(Extracted records)

>>>

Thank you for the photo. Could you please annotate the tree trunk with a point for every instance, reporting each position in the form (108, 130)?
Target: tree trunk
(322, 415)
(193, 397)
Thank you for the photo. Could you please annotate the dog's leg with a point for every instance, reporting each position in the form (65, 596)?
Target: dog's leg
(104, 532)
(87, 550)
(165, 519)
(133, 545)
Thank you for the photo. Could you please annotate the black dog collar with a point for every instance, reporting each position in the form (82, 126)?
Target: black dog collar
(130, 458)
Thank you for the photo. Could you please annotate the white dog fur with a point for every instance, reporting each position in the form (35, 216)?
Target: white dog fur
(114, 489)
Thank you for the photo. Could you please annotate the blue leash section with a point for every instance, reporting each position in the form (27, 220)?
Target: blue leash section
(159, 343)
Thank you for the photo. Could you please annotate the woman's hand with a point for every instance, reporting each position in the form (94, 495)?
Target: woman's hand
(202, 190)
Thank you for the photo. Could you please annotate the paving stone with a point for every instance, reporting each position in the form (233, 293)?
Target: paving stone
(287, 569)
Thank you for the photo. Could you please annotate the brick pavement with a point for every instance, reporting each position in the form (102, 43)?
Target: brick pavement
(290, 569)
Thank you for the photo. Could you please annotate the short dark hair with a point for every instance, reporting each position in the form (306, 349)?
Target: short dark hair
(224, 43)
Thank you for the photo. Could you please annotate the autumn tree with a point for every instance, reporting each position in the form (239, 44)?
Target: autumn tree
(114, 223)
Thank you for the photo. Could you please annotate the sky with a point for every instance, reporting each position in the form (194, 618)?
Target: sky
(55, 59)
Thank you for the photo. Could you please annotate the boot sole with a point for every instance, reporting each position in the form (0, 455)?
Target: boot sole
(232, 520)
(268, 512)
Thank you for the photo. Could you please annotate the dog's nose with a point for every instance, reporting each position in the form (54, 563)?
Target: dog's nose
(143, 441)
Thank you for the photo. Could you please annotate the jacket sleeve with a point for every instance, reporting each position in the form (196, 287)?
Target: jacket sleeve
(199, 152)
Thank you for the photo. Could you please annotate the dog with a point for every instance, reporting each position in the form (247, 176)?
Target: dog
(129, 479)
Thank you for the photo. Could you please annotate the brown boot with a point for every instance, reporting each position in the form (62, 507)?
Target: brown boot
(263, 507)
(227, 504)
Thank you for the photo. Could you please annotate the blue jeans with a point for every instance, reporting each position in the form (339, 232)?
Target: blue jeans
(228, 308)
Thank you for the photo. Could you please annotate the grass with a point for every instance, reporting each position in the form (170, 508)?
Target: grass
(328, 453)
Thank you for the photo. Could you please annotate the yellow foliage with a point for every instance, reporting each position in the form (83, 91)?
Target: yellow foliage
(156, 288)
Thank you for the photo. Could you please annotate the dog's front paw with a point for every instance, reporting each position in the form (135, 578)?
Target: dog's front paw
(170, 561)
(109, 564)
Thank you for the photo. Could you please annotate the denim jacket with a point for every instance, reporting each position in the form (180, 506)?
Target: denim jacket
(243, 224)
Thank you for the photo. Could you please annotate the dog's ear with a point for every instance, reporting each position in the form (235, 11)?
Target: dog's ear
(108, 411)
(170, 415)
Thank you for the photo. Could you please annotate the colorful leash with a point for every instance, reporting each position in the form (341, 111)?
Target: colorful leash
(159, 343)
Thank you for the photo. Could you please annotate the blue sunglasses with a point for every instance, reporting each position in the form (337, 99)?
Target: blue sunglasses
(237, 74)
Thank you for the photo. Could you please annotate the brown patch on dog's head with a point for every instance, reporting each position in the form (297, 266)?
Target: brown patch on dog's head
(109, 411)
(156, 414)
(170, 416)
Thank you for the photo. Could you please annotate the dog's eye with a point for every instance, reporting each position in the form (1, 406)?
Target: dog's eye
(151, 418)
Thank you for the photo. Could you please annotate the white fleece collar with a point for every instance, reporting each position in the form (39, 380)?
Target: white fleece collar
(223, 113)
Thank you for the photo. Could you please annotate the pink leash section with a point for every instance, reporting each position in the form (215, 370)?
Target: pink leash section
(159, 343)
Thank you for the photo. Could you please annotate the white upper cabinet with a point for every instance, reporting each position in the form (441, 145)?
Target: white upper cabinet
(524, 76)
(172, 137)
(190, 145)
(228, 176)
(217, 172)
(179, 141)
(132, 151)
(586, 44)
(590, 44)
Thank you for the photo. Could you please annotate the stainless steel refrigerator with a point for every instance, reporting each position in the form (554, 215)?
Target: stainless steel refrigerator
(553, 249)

<<<

### [WHAT TO PRODUCE]
From top to bottom, repeat the data above without alteration.

### [ANSWER FOR THE TASK]
Thank you for the photo. Could you please annotate the tree trunk with a point for every instance, reporting each position in the form (108, 130)?
Target: tree trunk
(322, 415)
(193, 397)
Thank you for the photo. Could you please annotate the dog's leg with a point for every instance, reporting each position in the form (65, 596)?
Target: dog's leg
(104, 532)
(87, 550)
(165, 519)
(133, 545)
Thank you for the photo. Could you please annotate the black dog collar with a point for every instance, reporting each position in the form (82, 126)?
Target: black dog collar
(130, 458)
Thank you for the photo. Could you please annotate the white dog fur with a point for every instance, reporting each position in the form (35, 216)?
Target: white dog fur
(114, 489)
Thank you for the photo. Could you please annotate the blue leash section with a point for every instance, reporting each position in the form (27, 220)?
Target: blue leash section
(159, 343)
Thank you for the photo. Could you please annotate the woman's hand with a point for every instance, reporting each position in the form (94, 495)?
Target: woman's hand
(202, 190)
Thank you for the photo. Could you please annotate the paving stone with a point for every instance, reporting each position in the form (233, 293)?
Target: paving stone
(287, 569)
Thank you for the photo. Could you please annotate the brick pavement with a point for every instance, reporting each position in the form (102, 43)?
Target: brick pavement
(290, 569)
Thank you for the photo. Could you please annotate the short dark hair with a point for every instance, reporting each position in the form (306, 349)?
Target: short dark hair
(224, 43)
Thank you for the photo. Could you please annotate the autumn tree with a point for every instance, reporting each position in the form (239, 44)?
Target: autumn tree
(114, 223)
Thank you for the photo. Could you please annotate the sky with a point for every instance, reporting each position in the form (194, 618)?
Target: sky
(55, 59)
Thank you for the photo. Could you please annotate the boot sole with a point for every instance, reporting each position in the form (0, 455)?
Target: boot sole
(232, 520)
(268, 512)
Thank you for the photo. Could you please annotate the dog's nose with a point for every instance, reporting each position in the form (54, 563)?
Target: dog's nose
(143, 441)
Thank you for the photo. Could you please annotate the jacket sleeve with a point for every instance, reporting each position in the form (196, 287)?
Target: jacket sleeve
(199, 152)
Thank you for the photo. Could you please annotate the dog with a point for every instance, reporting each position in the form (247, 176)?
Target: dog
(129, 479)
Thank you for the photo. Could you please annotate the brown boot with a point for every instance, reporting each position in the form (62, 507)?
Target: brown boot
(263, 507)
(227, 504)
Thank you for the photo. Could you please annotate the blue jeans with a point for every instance, reporting each position in the form (339, 232)?
Target: blue jeans
(228, 308)
Thank you for the photo. Could you please annotate the grass with a point for every instance, reporting each position in the form (170, 508)?
Target: grass
(328, 453)
Thank you for the photo. Could you please annotate the yellow foliage with a point for every instance, reporting each position in the form (83, 91)?
Target: yellow foliage
(156, 288)
Thank you for the photo. Could you please annotate the dog's front paw with a point for every instance, reporting each position in the form (135, 578)?
Target: dog's front paw
(170, 561)
(109, 564)
Thank you for the photo. Could you please annotate the denim jacket with a point for every instance, reporting each position in the form (180, 506)?
Target: denim jacket
(243, 224)
Thank you for the photo. Could you please annotate the dog's ear with a point for every instance, reporting each position in the form (235, 11)?
Target: dog's ear
(108, 411)
(170, 415)
Thank you for the photo. Could you please annotate the colorful leash with a point for every instance, reporting each position in the form (341, 111)?
Target: colorful leash
(159, 343)
Thank you for the photo. Could you please annotate the blue sunglasses with a point for every instance, reporting each position in the form (337, 99)?
Target: blue sunglasses
(237, 74)
Thank you for the photo. Could you please annotate the brown patch on dog's head with a point for every instance, reporting each position in the form (297, 266)?
Target: brown patch on dog's head
(109, 411)
(156, 414)
(170, 416)
Thank you for the photo. Could you please annotate the dog's eye with a point for every instance, reporting each position in the form (1, 406)?
Target: dog's eye
(151, 418)
Thank you for the photo. Could you please annotate the white fleece collar with a point for every instance, reporting each position in the form (39, 380)?
Target: white fleece collar
(223, 113)
Thank you for the photo. Could you please annotate the pink leash section with a point for every instance, reporting each position in the form (215, 370)?
Target: pink leash section
(159, 343)
Thank you for the photo. Could you please annotate the white upper cabinet with a point for every instance, reporting each position in the form (441, 145)?
Target: white upper cabinet
(524, 76)
(172, 137)
(190, 145)
(228, 176)
(217, 172)
(179, 141)
(132, 151)
(586, 44)
(590, 44)
Thank you for the photo. Could you please annotate the stainless steel refrigerator with a point for every instance, reporting each position in the form (554, 215)?
Target: stainless steel refrigerator
(553, 249)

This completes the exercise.